■ What is expected
Copy out all of the entries below line for line, text lines included, but offset every pixel coordinate in the answer points by adding 140 to each number. Leave the pictures out.

■ Dataset extract
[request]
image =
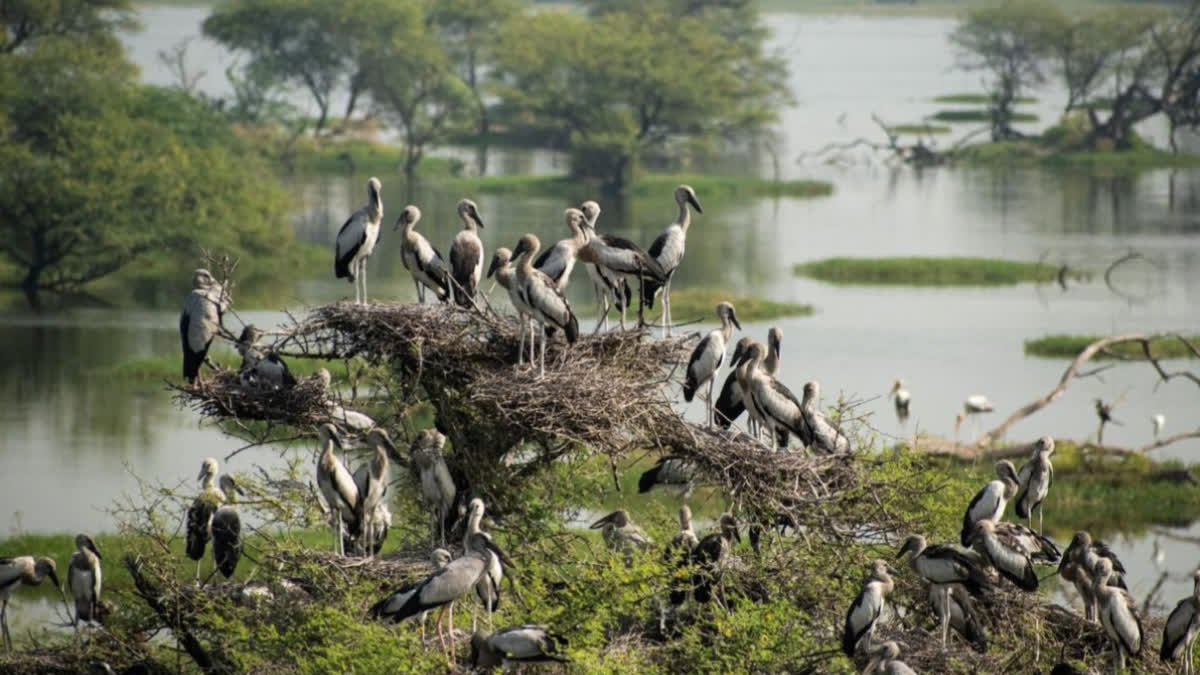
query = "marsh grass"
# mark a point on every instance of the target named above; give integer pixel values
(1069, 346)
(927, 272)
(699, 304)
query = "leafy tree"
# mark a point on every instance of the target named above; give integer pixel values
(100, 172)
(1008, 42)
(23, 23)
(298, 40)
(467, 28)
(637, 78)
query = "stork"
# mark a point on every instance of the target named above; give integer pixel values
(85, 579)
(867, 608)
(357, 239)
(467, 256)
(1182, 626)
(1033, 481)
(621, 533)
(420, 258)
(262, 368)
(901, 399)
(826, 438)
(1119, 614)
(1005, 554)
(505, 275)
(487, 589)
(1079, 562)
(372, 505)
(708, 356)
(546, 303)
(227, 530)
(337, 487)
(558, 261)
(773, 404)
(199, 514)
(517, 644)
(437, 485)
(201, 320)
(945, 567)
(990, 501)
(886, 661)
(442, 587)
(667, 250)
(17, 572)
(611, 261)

■ Exercise answer
[request]
image =
query = "marsh grass"
# mark a point on every instance of the target named above; give integer pixel values
(1209, 486)
(1067, 412)
(839, 444)
query = "leafy tree"
# mark a point on every instance of the target named above; give integer pixel values
(240, 312)
(1148, 182)
(163, 163)
(438, 180)
(607, 168)
(777, 218)
query = "stork"
# mark a point on every instance of the target named above; give integer pixel values
(225, 719)
(1007, 748)
(497, 379)
(607, 396)
(1322, 766)
(1173, 621)
(761, 673)
(560, 398)
(402, 508)
(1041, 539)
(966, 578)
(1259, 754)
(1145, 694)
(645, 415)
(627, 729)
(1219, 702)
(512, 645)
(848, 496)
(686, 443)
(367, 670)
(477, 627)
(698, 401)
(913, 544)
(339, 654)
(657, 784)
(577, 625)
(341, 460)
(1085, 707)
(1130, 641)
(1026, 801)
(582, 727)
(807, 390)
(157, 712)
(751, 401)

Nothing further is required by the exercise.